Passage provided.
■ ■ ■ ■ ■

Re: Schema boggle...

From: Greg Stark <gsstark(at)mit(dot)edu>
To: pgsql-hackers(at)postgresql(dot)org
Subject: Re: Schema boggle...
Date: 2003-11-06 05:34:04
Message-ID: 87ad7a12nn.fsf@stark.dyndns.tv
Views: Raw Message | Whole Thread | Download mbox | Resend email
Thread:
Lists: pgsql-hackers pgsql-sql


"Marc G. Fournier" <scrappy(at)postgresql(dot)org> writes:

> Actually, the use of schema's was my idea, to speed up some dreadfully
> slow queries dealing with traffic stats from a table that was growing
> painfully monolithic ... the idea is/was that it would be easier to
> backup/remove all data pertaining to a specific client if they decided to
> close their account ...

I would add an <aol> me too </aol> to the comment that this is a horrible idea
and will be an enormous pain. You're denormalizing your data in a way that
will cause you great pain.

What you're trying to implement is called "partitioned tables". And you're
right, bulk loading and deleting is one of the big advantages of partitioned
tables. But Postgres doesn't support partitioned tables, so trying to roll
your own is hard.

Using schemas seems like a bad impedance match here too, as you've found out
with the search_path. Inherited tables is a closer match, still a lot of
things won't be automatic, and primary keys may be a problem.

But what most people use as the closest approximation to partitioned tables in
Postgres is partial indexes. It lets you keep your indexes to a reasonable
size but still accelerate the poor-selectivity client_id column in parallel.

■ ■ ■ ■ ■

Entries taken from a collection
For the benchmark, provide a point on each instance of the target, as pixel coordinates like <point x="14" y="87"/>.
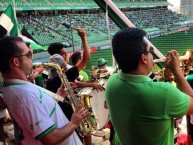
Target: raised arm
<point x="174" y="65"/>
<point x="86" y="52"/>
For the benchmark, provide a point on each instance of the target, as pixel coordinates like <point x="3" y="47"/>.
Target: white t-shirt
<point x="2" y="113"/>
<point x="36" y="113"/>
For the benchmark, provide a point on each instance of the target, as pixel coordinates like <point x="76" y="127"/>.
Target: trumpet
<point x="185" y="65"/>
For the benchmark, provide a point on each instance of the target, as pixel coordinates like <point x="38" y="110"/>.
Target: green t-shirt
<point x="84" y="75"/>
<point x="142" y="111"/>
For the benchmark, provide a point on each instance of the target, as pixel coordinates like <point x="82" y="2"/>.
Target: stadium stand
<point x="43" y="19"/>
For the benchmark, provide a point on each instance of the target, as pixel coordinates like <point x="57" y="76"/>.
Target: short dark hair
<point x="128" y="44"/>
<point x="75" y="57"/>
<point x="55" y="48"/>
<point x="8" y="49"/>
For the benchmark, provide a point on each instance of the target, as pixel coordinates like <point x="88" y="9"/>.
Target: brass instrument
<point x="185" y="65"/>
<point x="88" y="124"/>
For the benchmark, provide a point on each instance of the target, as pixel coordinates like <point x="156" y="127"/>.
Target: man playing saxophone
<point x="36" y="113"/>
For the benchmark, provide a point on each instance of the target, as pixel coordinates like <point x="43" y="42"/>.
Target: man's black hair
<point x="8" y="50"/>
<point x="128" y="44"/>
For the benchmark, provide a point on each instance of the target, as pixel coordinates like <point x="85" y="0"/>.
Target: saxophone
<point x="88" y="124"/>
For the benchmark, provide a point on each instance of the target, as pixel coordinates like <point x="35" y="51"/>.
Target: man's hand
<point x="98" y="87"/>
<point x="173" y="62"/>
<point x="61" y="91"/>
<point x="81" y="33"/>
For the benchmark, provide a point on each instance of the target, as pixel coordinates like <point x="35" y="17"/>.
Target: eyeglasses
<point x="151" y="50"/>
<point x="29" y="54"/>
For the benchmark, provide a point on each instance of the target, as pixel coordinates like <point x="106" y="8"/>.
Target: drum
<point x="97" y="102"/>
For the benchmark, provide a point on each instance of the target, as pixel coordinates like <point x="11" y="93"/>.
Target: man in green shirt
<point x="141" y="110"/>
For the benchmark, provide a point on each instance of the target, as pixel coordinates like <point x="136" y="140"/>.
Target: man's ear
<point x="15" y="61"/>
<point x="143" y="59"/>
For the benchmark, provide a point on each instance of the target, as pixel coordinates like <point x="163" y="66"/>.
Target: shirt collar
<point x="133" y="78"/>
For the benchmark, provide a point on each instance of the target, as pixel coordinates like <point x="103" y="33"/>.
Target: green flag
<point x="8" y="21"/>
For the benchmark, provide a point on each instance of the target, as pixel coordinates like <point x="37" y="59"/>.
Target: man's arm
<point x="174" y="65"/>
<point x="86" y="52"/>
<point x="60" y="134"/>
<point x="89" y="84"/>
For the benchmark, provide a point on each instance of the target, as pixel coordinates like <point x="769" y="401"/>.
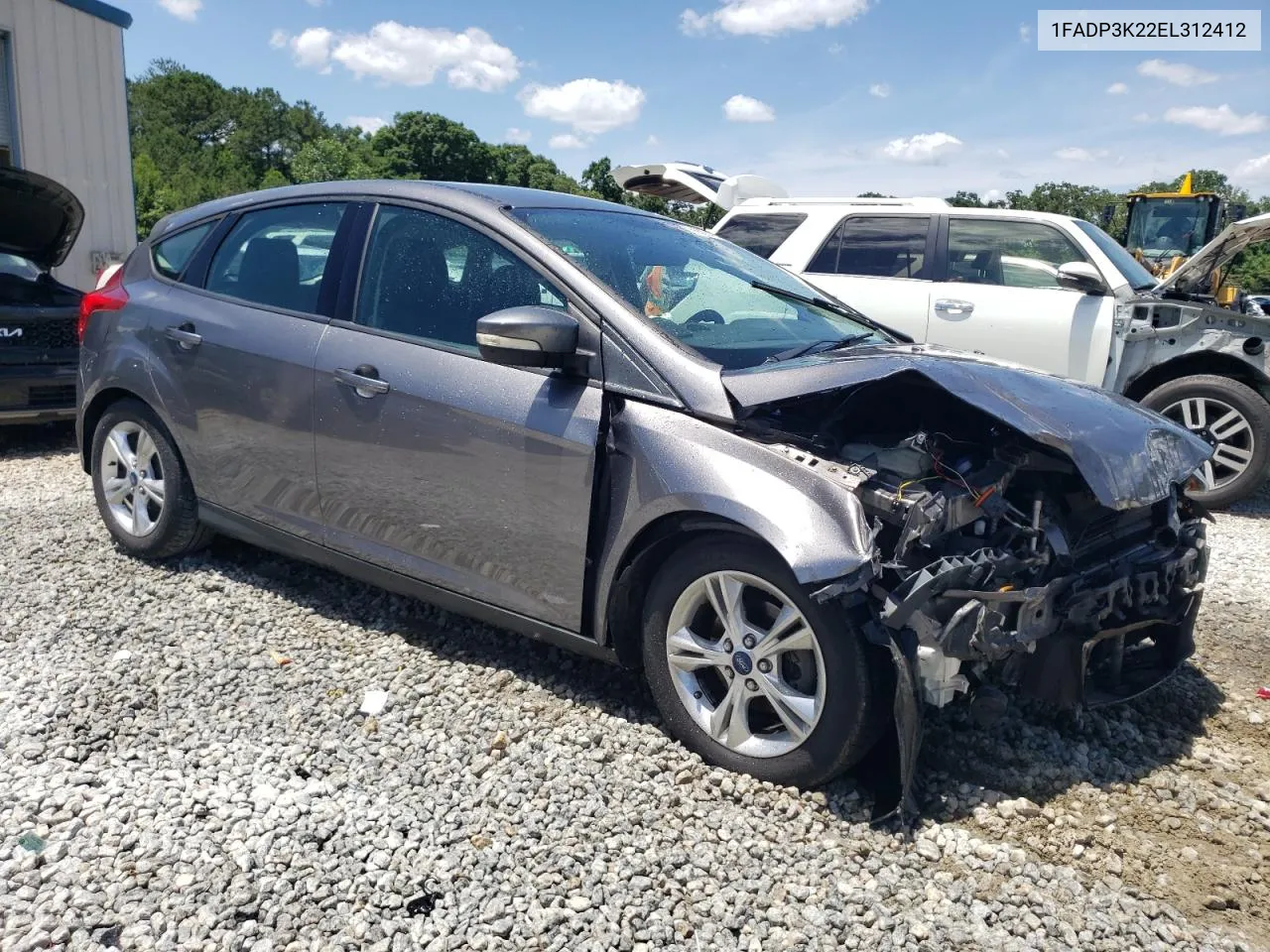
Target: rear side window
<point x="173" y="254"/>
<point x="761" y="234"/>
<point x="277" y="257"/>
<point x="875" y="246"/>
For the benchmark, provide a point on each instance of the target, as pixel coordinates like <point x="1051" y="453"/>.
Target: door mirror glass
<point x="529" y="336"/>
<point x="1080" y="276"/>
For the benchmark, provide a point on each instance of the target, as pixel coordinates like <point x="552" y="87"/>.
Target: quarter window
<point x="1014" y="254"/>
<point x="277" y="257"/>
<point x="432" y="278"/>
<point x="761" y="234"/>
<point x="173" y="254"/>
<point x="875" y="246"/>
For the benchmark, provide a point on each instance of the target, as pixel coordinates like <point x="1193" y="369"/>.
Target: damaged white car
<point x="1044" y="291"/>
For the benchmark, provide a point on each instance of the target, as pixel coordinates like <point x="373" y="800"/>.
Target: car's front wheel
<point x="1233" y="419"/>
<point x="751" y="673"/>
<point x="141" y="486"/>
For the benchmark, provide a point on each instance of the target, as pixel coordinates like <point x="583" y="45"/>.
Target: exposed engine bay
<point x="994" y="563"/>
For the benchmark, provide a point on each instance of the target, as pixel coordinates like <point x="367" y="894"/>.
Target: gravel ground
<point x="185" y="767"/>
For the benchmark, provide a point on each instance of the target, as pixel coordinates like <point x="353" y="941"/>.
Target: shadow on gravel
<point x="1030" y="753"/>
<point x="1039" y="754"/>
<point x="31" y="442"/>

■ ■ ■ ■ ■

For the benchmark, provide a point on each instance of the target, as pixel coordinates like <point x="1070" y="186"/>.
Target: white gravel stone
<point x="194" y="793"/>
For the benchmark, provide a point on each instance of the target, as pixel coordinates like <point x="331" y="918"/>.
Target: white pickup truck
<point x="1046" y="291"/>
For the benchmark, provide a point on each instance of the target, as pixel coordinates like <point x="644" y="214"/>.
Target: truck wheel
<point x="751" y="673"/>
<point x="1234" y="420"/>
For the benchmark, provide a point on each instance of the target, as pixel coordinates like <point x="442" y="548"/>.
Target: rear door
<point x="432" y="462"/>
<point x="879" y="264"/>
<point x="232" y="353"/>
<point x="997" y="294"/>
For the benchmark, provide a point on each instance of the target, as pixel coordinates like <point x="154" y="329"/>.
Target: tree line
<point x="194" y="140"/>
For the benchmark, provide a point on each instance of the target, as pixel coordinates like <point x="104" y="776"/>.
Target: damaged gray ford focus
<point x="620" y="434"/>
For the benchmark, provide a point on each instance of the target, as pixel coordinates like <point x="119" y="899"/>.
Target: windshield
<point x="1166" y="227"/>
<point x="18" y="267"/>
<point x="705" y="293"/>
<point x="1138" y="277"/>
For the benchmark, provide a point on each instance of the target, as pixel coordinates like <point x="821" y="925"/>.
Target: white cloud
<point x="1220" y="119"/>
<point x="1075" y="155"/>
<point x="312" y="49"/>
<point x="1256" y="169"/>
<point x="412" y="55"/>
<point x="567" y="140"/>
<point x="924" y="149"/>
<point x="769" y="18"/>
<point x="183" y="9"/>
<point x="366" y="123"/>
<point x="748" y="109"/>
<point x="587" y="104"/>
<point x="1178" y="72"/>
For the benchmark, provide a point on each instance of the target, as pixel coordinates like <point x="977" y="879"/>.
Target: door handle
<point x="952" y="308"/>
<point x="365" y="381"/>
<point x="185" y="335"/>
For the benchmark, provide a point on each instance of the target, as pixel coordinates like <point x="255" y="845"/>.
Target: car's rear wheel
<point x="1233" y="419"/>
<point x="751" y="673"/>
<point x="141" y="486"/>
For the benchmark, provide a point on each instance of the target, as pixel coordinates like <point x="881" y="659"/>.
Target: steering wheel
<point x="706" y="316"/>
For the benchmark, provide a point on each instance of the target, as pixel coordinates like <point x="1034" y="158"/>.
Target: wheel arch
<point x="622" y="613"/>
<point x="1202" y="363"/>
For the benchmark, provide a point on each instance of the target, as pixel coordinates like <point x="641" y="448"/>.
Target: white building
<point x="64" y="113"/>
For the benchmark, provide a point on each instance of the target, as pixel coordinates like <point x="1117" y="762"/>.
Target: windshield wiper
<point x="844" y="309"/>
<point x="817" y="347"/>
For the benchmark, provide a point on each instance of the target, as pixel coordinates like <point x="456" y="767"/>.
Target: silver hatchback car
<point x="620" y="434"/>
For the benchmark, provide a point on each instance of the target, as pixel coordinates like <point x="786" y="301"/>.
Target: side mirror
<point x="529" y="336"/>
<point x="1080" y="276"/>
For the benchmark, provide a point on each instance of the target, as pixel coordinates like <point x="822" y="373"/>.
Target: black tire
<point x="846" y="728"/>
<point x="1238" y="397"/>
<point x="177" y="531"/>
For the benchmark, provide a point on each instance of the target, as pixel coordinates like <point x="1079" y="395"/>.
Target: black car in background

■ ■ ■ ■ ■

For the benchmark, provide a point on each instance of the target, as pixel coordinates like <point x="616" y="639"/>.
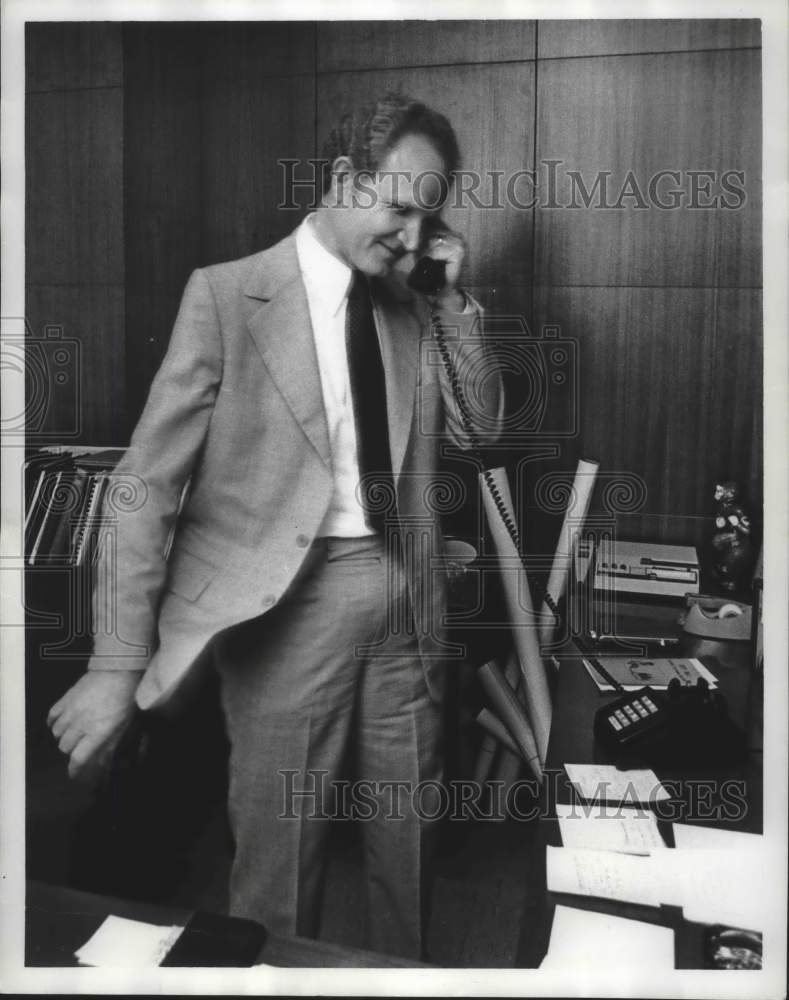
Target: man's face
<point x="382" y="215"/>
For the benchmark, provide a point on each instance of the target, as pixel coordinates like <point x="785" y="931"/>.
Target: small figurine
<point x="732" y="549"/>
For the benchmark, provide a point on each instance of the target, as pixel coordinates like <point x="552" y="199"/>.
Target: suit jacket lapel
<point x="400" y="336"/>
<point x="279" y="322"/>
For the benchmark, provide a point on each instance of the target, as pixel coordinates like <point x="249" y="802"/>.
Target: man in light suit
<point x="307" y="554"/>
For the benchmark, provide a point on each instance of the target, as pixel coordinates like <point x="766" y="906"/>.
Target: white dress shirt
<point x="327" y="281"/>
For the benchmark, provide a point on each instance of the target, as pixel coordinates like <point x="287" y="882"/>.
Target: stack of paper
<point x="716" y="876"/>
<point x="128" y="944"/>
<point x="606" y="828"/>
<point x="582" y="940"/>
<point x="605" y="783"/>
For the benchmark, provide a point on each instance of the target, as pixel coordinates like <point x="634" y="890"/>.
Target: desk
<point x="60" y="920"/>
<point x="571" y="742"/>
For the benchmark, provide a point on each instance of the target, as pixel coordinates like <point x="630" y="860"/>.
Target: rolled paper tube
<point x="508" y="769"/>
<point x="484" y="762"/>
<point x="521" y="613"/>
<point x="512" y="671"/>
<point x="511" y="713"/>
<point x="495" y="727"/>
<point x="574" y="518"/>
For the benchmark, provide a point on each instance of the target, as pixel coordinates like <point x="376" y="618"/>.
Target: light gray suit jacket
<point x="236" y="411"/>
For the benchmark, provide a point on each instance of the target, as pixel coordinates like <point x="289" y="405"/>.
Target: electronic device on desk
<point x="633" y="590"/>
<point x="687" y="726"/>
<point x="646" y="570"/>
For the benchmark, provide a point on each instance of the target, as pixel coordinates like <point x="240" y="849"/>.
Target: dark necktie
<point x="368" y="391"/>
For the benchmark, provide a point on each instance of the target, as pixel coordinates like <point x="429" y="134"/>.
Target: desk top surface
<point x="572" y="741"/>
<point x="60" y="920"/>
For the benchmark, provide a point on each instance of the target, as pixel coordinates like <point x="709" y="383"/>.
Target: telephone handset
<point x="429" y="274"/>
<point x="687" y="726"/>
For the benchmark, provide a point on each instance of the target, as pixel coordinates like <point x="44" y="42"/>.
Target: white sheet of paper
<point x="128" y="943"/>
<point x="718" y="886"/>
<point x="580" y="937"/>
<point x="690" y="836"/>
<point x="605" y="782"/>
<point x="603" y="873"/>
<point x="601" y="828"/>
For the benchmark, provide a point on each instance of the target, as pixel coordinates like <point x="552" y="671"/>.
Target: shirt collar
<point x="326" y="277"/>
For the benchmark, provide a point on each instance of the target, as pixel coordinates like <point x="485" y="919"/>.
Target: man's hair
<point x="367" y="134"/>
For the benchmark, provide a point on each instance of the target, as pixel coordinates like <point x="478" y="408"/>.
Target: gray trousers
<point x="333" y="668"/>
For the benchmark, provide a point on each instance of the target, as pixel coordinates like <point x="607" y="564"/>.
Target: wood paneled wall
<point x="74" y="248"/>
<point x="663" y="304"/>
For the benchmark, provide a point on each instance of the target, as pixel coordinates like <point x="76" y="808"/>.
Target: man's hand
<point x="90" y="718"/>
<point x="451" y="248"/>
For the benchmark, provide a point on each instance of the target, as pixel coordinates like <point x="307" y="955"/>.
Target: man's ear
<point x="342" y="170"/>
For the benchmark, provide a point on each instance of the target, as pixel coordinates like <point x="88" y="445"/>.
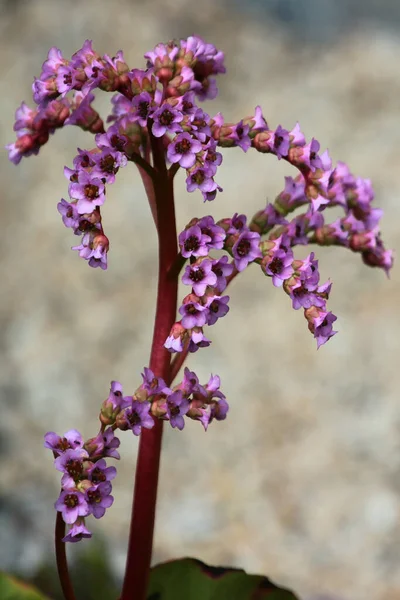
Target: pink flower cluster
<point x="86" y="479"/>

■ ■ ■ ■ ■

Objective 1. In the mailing-list reply about partitioned tables, what do most people use as the closest approximation to partitioned tables in Postgres?
Objective 2. Go on with the mailing-list reply about partitioned tables, starting after its last sentence.
Nothing in the listing is needed here.

Expected output 1. Partial indexes.

Expected output 2.
But you still would be storing all the records in a single table and would
have to do some big vacuuming whenever you delete a whole client. vacuum full
may be your friend.

I don't understand why the queries should be any slower dealing with the
normalized data in a single table versus the dernormalized tables in multiple
tables. The one big exception is any query doing "where client_id = ?" where
the latter allows the use of a sequential scan instead of an index scan.

--
greg

In response to

Browse pgsql-hackers by date

  From Date Subject
Next Message Devrim GUNDUZ 2003-11-06 06:23:24 New developer site (Was: Re: [HACKERS] Changes to Contributor List)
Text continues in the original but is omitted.